====== TEXT PROVIDED
My interest in empathy began when I first started researching media narratives about refugees and asylum seekers, and occasionally created by them. I conducted research on these narratives in the Australian context due to Australia’s unique and brutal policies of offshore mandatory detention of all boat arrivals – despite being a signatory to the 1951 UN Refugee Convention (Laney et al, 2016). I found that in the case of most conservative media outlets in Australia, research had established that there is a tendency to dehumanise refugees. The tactics employed for such dehumanisation include visual framing, not showing individual asylum seekers and associating them with threats to border security rather than a situated humanitarian crisis (Bleiker et al, 2013). In other words, the picture of the refugee invoked by such narratives in the minds of audiences located in the Global North is one of a distant other whose shoes you cannot conceive of walking in as they are either too unfamiliar or simply invisible.
============
====== RECORD EXTRACTS
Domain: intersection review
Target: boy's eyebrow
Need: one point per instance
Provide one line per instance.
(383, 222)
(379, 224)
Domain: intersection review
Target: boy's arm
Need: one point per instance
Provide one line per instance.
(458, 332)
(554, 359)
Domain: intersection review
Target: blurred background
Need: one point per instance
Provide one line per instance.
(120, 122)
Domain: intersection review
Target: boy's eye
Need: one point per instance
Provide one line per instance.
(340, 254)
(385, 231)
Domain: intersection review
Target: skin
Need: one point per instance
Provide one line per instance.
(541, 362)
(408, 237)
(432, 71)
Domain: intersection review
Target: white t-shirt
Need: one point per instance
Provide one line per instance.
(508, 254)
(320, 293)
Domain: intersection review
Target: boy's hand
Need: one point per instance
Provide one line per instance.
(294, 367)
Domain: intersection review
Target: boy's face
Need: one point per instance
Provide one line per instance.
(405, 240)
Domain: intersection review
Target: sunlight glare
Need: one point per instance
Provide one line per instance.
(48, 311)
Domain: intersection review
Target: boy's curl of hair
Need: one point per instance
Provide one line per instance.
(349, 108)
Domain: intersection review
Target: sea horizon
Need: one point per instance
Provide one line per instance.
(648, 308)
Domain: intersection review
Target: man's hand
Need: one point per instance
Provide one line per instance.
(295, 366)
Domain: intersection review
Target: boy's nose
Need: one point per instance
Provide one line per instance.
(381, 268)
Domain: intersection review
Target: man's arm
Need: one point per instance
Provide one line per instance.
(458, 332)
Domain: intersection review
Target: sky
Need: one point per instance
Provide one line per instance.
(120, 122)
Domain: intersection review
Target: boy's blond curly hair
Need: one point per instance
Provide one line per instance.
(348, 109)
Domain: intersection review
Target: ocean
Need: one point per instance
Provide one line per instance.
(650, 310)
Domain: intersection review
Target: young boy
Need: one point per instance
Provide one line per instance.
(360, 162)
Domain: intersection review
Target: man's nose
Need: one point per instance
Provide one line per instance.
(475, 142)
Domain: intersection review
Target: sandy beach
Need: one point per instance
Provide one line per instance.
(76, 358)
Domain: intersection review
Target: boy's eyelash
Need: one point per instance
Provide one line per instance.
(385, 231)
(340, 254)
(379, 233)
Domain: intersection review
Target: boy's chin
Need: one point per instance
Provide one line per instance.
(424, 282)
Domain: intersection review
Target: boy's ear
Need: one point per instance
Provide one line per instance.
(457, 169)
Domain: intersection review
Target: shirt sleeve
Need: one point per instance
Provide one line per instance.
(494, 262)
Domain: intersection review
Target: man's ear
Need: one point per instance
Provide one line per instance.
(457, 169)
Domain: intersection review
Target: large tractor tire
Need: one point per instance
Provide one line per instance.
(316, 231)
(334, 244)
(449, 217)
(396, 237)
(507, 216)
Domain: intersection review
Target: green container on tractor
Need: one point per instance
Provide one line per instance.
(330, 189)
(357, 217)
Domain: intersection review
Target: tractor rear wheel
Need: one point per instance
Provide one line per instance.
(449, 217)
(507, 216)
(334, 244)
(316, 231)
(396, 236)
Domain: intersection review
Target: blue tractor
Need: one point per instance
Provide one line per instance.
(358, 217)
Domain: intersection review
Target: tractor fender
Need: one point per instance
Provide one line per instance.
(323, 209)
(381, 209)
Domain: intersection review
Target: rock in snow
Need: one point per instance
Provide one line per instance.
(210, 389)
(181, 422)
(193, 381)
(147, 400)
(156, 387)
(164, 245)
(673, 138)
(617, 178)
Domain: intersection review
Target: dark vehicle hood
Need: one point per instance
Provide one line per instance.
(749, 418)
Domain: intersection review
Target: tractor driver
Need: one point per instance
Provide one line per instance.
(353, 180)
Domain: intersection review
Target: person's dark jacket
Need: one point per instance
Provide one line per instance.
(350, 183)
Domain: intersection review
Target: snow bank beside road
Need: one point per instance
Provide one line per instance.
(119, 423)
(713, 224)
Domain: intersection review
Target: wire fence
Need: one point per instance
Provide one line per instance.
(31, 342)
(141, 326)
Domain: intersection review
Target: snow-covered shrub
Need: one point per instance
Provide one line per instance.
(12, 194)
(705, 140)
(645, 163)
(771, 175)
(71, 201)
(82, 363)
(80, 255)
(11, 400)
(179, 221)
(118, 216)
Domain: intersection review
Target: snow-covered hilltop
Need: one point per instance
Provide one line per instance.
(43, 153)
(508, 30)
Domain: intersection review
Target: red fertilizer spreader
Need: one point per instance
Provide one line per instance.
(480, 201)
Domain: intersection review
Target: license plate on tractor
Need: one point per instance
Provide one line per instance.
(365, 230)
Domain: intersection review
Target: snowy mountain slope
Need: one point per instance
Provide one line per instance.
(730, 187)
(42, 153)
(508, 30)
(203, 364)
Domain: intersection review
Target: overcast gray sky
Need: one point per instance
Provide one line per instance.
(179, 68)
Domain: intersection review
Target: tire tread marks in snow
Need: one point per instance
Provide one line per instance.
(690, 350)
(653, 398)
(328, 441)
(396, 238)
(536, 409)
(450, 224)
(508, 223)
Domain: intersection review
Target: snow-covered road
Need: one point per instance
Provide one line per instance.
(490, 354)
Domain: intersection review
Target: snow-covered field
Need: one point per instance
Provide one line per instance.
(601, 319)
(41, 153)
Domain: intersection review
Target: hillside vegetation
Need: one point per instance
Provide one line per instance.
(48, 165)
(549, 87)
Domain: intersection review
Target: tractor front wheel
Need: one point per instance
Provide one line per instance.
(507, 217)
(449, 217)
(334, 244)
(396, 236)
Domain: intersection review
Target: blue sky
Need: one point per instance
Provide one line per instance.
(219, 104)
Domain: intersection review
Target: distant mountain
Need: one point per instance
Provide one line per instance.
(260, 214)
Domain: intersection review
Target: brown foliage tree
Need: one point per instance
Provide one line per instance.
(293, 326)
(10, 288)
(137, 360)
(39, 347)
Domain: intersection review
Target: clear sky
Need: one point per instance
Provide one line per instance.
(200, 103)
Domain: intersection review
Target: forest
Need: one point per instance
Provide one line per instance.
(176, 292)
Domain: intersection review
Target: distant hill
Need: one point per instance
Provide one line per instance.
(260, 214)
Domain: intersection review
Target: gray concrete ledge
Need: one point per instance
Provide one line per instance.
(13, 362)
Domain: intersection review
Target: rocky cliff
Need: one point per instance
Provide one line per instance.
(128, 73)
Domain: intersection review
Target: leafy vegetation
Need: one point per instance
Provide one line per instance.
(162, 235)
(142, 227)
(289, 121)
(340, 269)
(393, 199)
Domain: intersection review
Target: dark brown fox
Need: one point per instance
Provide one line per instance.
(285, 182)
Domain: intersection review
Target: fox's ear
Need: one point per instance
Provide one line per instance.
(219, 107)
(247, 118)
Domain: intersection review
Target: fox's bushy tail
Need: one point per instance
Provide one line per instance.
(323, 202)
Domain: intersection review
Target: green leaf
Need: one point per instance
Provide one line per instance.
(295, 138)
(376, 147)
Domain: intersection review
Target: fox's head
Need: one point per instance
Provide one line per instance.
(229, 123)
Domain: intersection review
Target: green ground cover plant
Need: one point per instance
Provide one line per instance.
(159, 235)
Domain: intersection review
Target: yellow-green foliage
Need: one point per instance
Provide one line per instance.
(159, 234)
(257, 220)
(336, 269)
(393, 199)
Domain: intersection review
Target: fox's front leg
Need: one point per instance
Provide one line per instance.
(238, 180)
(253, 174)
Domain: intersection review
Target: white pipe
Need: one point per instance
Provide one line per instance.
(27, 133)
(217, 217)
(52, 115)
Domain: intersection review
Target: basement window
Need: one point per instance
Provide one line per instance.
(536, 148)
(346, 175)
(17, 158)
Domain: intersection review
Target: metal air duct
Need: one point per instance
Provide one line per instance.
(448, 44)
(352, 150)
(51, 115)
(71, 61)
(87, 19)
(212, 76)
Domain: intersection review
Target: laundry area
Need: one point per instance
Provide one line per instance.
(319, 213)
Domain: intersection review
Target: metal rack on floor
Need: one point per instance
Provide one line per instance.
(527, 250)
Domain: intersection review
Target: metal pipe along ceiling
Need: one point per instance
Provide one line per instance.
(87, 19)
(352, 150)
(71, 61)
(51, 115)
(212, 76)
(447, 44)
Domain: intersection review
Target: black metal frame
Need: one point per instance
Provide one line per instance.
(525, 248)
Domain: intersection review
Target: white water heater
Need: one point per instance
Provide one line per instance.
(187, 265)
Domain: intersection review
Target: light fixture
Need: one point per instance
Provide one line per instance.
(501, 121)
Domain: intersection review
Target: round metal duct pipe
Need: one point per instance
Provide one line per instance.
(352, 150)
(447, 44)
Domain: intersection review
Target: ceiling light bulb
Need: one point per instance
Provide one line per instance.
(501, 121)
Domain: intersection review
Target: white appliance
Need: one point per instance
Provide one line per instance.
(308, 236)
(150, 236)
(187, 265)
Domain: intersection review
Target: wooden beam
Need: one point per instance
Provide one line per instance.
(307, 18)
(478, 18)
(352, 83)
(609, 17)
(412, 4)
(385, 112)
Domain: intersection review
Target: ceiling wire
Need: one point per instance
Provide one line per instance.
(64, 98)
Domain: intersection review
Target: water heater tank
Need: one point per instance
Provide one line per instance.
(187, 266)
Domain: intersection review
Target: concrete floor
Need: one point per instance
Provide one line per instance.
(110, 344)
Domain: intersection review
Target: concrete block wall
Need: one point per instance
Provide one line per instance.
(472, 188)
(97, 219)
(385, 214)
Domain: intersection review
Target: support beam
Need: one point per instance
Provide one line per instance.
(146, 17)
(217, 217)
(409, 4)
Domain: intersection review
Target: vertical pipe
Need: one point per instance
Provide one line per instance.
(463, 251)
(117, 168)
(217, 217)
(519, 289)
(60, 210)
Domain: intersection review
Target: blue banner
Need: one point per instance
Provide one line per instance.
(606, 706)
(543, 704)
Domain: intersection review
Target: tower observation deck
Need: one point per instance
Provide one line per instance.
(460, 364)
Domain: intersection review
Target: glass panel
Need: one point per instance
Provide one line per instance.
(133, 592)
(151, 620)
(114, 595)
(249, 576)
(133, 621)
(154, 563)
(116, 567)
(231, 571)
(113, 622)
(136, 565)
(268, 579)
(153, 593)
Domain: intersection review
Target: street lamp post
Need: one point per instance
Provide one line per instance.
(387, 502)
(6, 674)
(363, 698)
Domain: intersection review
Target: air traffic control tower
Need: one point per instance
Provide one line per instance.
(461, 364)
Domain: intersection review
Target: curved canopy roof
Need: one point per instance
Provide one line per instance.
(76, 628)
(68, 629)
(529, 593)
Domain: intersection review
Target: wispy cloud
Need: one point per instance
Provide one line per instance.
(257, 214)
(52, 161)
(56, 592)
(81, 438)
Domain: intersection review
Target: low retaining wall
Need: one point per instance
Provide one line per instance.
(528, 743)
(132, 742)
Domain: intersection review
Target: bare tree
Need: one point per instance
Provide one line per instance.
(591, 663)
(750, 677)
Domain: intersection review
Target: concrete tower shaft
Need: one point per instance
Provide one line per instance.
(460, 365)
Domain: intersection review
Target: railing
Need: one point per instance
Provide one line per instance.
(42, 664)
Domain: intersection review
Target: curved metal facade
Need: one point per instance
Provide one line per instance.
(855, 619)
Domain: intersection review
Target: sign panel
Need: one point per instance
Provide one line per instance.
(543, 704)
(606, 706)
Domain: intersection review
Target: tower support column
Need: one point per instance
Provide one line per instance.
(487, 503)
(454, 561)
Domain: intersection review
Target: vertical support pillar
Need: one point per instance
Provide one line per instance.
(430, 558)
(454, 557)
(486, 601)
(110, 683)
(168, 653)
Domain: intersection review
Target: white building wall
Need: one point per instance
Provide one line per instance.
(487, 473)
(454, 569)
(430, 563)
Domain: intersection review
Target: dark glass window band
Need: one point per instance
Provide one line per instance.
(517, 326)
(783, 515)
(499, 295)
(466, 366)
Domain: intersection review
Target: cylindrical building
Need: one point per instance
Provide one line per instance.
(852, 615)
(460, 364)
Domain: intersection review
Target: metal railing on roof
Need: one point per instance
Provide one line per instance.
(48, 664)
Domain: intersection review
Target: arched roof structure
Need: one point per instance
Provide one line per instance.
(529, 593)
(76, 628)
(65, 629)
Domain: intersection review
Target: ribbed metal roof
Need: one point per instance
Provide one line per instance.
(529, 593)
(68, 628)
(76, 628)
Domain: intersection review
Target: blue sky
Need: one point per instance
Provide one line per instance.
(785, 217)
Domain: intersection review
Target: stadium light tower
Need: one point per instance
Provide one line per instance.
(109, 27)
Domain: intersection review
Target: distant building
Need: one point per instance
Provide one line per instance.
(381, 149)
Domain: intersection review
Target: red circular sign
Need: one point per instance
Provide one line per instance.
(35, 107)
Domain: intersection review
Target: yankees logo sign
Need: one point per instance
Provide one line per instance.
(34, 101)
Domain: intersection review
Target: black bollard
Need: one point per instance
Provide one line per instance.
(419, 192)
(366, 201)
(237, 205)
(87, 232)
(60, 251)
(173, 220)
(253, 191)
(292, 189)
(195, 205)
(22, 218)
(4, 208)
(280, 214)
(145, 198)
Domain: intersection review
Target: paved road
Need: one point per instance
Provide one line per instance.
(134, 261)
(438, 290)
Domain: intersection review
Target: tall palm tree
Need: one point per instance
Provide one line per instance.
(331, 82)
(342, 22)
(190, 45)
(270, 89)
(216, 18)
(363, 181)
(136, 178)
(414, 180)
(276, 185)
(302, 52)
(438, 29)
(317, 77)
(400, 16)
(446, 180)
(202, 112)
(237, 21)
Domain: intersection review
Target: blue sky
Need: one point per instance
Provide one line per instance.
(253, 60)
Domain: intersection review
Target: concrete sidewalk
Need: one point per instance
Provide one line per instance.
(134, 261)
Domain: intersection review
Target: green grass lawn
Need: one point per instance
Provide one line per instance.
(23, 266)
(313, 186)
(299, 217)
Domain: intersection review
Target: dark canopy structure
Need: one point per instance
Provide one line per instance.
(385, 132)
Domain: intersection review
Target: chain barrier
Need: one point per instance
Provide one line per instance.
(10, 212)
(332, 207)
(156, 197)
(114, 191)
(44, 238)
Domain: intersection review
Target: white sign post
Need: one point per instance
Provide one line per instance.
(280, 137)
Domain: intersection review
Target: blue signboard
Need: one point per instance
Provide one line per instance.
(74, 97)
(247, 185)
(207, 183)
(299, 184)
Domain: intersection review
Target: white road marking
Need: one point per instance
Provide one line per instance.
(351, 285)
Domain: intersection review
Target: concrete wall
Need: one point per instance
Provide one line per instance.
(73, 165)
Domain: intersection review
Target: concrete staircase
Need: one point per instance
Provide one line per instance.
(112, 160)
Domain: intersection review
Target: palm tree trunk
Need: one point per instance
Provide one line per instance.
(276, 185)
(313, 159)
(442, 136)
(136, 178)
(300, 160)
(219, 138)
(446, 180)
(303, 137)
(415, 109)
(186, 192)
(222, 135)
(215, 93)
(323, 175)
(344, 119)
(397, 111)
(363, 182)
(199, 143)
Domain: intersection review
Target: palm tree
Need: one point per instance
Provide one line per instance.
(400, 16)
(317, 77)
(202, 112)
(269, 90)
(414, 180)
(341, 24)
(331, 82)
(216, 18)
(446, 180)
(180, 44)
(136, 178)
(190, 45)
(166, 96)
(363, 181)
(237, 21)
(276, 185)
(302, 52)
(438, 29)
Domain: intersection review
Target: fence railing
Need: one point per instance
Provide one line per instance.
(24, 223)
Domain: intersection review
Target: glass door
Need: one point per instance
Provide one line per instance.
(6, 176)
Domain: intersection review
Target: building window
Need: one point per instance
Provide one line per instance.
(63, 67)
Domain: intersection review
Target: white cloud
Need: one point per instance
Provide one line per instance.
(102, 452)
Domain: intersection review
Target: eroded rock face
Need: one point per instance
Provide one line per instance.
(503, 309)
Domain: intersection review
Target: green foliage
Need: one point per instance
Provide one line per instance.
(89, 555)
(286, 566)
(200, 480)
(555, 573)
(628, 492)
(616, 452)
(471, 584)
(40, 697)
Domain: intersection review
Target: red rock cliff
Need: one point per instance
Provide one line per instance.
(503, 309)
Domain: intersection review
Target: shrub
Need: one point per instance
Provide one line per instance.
============
→ LIST OF TASKS:
a: Decide whether each statement agrees with the passage on refugee narratives. Answer yes or no for each and quote the words of the passage that decide it.
(i) The research on these narratives was conducted in the Australian context.
(ii) Australia has not signed the 1951 UN Refugee Convention.
(iii) One tactic of dehumanization is showing individual asylum seekers.
b: Show every line of the entries that contains the string "panel".
The passage on refugee narratives and the entries are separate, unrelated material.

→ EXPECTED RESULTS:
a:
(i) Yes: "I conducted research on these narratives in the Australian context"
(ii) No: "despite being a signatory to the 1951 UN Refugee Convention"
(iii) No: "not showing individual asylum seekers"

b:
Target: glass panel
Target: sign panel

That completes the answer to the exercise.